• Records supplied
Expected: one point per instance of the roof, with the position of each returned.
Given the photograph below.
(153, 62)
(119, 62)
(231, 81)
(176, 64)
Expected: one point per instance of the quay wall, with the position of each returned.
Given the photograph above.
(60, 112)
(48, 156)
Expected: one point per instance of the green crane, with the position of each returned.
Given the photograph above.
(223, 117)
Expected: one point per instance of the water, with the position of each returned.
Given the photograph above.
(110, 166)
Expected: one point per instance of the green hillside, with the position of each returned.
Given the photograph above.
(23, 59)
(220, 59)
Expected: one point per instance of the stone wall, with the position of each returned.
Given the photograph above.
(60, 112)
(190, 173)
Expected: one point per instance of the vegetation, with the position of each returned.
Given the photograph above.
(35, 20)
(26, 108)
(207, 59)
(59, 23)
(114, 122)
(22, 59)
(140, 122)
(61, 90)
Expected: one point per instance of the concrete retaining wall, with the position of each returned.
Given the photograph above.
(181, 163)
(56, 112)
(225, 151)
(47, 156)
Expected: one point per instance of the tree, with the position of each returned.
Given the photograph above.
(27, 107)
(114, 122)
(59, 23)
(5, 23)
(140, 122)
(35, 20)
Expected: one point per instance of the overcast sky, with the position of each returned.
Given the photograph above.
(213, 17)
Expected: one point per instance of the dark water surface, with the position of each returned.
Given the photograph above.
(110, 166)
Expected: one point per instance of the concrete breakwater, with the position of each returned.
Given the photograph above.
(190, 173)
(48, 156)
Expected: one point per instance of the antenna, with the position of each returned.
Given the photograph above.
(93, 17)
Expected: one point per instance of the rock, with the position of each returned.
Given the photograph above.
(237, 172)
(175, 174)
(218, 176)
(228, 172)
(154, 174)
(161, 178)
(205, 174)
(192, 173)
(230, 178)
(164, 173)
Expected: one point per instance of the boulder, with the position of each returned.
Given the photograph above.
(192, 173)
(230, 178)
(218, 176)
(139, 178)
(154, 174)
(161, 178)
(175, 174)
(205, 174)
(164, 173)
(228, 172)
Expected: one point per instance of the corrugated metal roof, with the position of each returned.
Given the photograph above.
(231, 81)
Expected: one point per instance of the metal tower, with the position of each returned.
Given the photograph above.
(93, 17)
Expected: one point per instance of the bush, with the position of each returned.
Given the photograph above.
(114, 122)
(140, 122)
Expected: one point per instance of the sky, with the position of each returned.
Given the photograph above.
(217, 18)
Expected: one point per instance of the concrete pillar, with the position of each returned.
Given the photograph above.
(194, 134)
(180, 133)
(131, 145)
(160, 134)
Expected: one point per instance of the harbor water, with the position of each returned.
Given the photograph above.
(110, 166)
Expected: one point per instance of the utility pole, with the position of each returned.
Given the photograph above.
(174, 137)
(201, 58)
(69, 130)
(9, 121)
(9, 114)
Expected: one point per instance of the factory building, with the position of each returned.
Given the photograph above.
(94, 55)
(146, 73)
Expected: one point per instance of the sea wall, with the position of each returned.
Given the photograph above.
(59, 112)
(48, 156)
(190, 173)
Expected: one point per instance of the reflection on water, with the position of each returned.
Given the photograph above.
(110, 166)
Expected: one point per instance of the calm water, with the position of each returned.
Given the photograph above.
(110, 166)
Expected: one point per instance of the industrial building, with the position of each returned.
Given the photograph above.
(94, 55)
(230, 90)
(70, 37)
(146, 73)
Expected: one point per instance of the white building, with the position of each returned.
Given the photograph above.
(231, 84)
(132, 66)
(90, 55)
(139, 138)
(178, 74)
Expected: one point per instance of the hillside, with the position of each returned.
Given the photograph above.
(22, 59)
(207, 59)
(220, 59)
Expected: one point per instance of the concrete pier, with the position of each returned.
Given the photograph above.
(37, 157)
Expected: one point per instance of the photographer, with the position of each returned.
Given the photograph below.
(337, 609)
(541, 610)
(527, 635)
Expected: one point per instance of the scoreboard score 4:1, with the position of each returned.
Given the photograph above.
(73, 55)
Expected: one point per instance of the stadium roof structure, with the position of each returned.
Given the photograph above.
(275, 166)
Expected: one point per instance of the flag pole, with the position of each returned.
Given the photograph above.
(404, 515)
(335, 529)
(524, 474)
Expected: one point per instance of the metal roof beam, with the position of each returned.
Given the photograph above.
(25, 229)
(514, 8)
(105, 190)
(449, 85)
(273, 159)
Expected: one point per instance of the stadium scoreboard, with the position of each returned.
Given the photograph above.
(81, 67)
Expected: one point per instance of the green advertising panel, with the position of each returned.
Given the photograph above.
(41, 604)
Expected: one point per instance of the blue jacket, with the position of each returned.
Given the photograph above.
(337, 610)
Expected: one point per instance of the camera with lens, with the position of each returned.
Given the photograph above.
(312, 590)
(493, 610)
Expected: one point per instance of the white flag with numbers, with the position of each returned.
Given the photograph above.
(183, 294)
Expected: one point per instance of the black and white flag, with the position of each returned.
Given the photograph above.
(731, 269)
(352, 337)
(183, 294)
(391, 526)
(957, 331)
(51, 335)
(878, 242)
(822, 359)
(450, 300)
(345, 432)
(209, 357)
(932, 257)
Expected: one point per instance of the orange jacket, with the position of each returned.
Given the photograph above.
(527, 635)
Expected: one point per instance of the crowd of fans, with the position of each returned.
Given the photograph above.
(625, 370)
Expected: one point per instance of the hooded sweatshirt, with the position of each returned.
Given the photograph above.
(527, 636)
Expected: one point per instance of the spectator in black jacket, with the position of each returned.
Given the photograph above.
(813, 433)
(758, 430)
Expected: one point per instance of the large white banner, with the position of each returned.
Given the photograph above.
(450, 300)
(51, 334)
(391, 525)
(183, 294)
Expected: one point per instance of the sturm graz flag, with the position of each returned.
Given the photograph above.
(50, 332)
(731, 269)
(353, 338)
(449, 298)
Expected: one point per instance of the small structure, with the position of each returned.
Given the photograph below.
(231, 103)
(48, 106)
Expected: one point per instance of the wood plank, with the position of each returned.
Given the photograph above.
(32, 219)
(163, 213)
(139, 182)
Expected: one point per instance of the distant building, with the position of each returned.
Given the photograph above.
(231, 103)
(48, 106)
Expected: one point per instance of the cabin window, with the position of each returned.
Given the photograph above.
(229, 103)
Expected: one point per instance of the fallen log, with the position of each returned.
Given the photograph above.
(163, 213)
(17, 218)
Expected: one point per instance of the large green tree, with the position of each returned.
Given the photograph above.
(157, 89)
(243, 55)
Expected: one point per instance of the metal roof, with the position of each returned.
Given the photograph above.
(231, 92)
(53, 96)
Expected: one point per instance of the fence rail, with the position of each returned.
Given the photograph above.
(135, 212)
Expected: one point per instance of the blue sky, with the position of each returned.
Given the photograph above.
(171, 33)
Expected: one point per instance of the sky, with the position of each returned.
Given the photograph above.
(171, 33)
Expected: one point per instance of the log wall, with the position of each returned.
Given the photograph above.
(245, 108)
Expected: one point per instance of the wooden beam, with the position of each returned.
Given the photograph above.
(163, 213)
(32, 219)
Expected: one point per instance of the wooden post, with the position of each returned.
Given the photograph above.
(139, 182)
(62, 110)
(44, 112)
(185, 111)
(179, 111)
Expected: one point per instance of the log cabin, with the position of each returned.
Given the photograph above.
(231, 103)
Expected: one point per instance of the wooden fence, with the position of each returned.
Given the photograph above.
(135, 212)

• Task goal
Return the full material unchanged.

• Answer box
Expected: one point per instance of the roof, with the position of each returned.
Given the photograph below.
(153, 62)
(119, 62)
(231, 81)
(176, 64)
Expected: one point per instance of the quay wall, with the position of each returned.
Given the photograph above.
(60, 112)
(48, 156)
Expected: one point per instance of the green crane, with the position of each returned.
Given the photograph above.
(223, 117)
Expected: one point per instance of the water, with the position of each returned.
Given the photograph above.
(110, 166)
Expected: one point per instance of the green hillside, with the position of each returned.
Given the photograph above.
(23, 59)
(220, 59)
Expected: one point per instance of the stone wall, with the position of each returned.
Given the photograph above.
(60, 112)
(190, 173)
Expected: one point per instance of the vegetation, with the position of each returned.
Given the photograph above.
(35, 20)
(26, 108)
(207, 59)
(59, 23)
(114, 122)
(22, 59)
(140, 122)
(61, 90)
Expected: one point per instance of the concrete retaining wall, with the position of each returned.
Given the photograph above.
(181, 163)
(56, 112)
(225, 151)
(47, 156)
Expected: one point per instance of the tree, with the position of each returned.
Given the photograph above.
(27, 107)
(114, 122)
(59, 23)
(5, 23)
(140, 122)
(35, 20)
Expected: one point per instance of the overcast sky, with the position of each returned.
Given the photograph above.
(213, 17)
Expected: one point per instance of the dark water surface, with the position of each returned.
Given the photograph above.
(110, 166)
Expected: one point per instance of the concrete breakwater, with the position of each returned.
Given the photograph above.
(190, 173)
(48, 156)
Expected: one point per instance of the antenna, with the position of each returned.
Given the photograph above.
(93, 17)
Expected: one point per instance of the rock, with the position of each returned.
Given the photograph above.
(237, 172)
(175, 174)
(218, 176)
(228, 172)
(154, 174)
(161, 178)
(205, 174)
(192, 173)
(230, 178)
(164, 173)
Expected: one point per instance of the boulder, with the position of each returned.
Given the photograph above.
(192, 173)
(230, 178)
(218, 176)
(139, 178)
(154, 174)
(161, 178)
(175, 174)
(205, 174)
(164, 173)
(228, 172)
Expected: one point per instance of the corrugated metal roof, with the position of each returned.
Given the photograph above.
(231, 81)
Expected: one point per instance of the metal tower, with the position of each returned.
Given the photograph above.
(93, 17)
Expected: one point per instance of the bush, with the position of each returned.
Given the photograph above.
(114, 122)
(140, 122)
Expected: one point per instance of the sky, with the position of each returned.
Given the photograph above.
(217, 18)
Expected: one point per instance of the concrete pillar, with the position of each returned.
Given the photograph above.
(194, 134)
(180, 133)
(131, 145)
(160, 134)
Expected: one point per instance of the harbor water, with the position of each returned.
Given the photograph above.
(110, 166)
Expected: one point per instance of the utility pole, with the position of each returned.
Given the photograph above.
(174, 137)
(201, 58)
(69, 130)
(9, 121)
(9, 114)
Expected: one point per instance of the factory building, with the position of each returned.
Given the photograph above.
(94, 55)
(146, 73)
Expected: one point per instance of the sea wall, with the position of each returned.
Given the photograph above.
(59, 112)
(48, 156)
(190, 173)
Expected: one point per instance of the reflection on water, with the position of each returned.
Given the photograph above.
(110, 166)
Expected: one point per instance of the calm water, with the position of each returned.
Given the photograph above.
(110, 166)
Expected: one point per instance of the industrial building, with the position of each returned.
Given the photograph above.
(94, 55)
(230, 90)
(70, 37)
(146, 73)
Expected: one point per instance of the white building, with the position of each returned.
Given the photograph above.
(231, 84)
(132, 66)
(90, 55)
(139, 138)
(178, 74)
Expected: one point per instance of the hillside, with the position of each returned.
Given the photograph above.
(22, 59)
(207, 59)
(220, 59)
Expected: one point per instance of the concrete pier, with the position of each returned.
Given the photograph above.
(37, 157)
Expected: one point per instance of the photographer, with the position of each returned.
Given the photograph below.
(337, 609)
(541, 610)
(527, 635)
Expected: one point per instance of the scoreboard score 4:1, with the position of each returned.
Given the photograph above.
(73, 55)
Expected: one point per instance of the stadium roof structure, with the position of each returned.
Given the photograph above.
(275, 166)
Expected: one point per instance of the flag pole, with the position of each returned.
Given the photograph above.
(404, 515)
(335, 529)
(524, 474)
Expected: one point per instance of the metal roof beam, with the position of each returned.
Given the photograph above.
(25, 229)
(514, 8)
(105, 190)
(449, 85)
(273, 159)
Expected: one point per instance of the stadium scoreboard, with the position of each returned.
Given the photograph above.
(81, 67)
Expected: one point per instance of the green advertising panel, with the position of each returned.
Given the photograph above.
(41, 604)
Expected: one point per instance of the blue jacket, with the position of each returned.
Given the photograph above.
(337, 610)
Expected: one point per instance of the camera with lens, with the position of each returned.
Given the photograph above.
(312, 590)
(493, 610)
Expected: one point per instance of the white flag with numbers, with the position of each returned.
Given the photograph above.
(183, 294)
Expected: one point per instance of the black and white flag, with the position of each returned.
Given the photograph above.
(731, 269)
(352, 337)
(183, 294)
(391, 526)
(957, 331)
(51, 335)
(878, 242)
(822, 359)
(450, 300)
(345, 432)
(209, 357)
(932, 257)
Expected: one point per instance of the orange jacket, with the position of each returned.
Given the photograph above.
(527, 635)
Expected: one point per instance of the crowd of fans, with the position of each returned.
Given the photograph above.
(625, 370)
Expected: one point per instance of the hooded sweatshirt, with the position of each returned.
Given the photograph above.
(527, 636)
Expected: one point per instance of the spectator in black jacket, with the position of each returned.
Given the photograph above.
(813, 433)
(758, 430)
Expected: one point per instance of the large white banner, with the position of each returned.
Given the photograph above.
(450, 300)
(51, 334)
(391, 525)
(183, 294)
Expected: one point per instance of the sturm graz flag, with the position of each returned.
Given the photograph above.
(50, 332)
(731, 269)
(353, 338)
(449, 298)
Expected: one point per instance of the small structure, with the position of each returned.
Given the photograph below.
(231, 103)
(48, 106)
Expected: one point per instance of the wood plank, with the position of each returned.
Given the photograph above.
(32, 219)
(163, 213)
(139, 182)
Expected: one point per instance of the distant building, with the position of each returned.
Given the photograph above.
(231, 103)
(48, 106)
Expected: one point per instance of the cabin window, with the position of each returned.
Given the photograph above.
(229, 103)
Expected: one point per instance of the fallen log, with the position of each returned.
Given the photograph above.
(163, 213)
(17, 218)
Expected: one point per instance of the large green tree, with the position of each returned.
Given the photograph above.
(157, 89)
(243, 55)
Expected: one point per instance of the metal roof, with the position of each returned.
Given the photograph above.
(231, 92)
(53, 96)
Expected: one point per instance of the fence rail, with the position of each returned.
Given the photograph above.
(135, 212)
Expected: one point per instance of the blue sky, with the position of each returned.
Given the photograph above.
(171, 33)
Expected: one point per instance of the sky, with the position of each returned.
Given the photograph above.
(171, 33)
Expected: one point per instance of the log wall, with the position of each returned.
Given the photograph above.
(245, 108)
Expected: one point per instance of the wooden beam, with the position of each returned.
Given the photograph above.
(163, 213)
(32, 219)
Expected: one point per instance of the wooden post, with the position of each returned.
Given the photograph above.
(139, 182)
(62, 110)
(44, 112)
(185, 111)
(179, 111)
Expected: one point per instance of the log cabin, with the position of each returned.
Given the photograph above.
(231, 103)
Expected: one point per instance of the wooden fence, with the position of each returned.
Given the photograph above.
(135, 212)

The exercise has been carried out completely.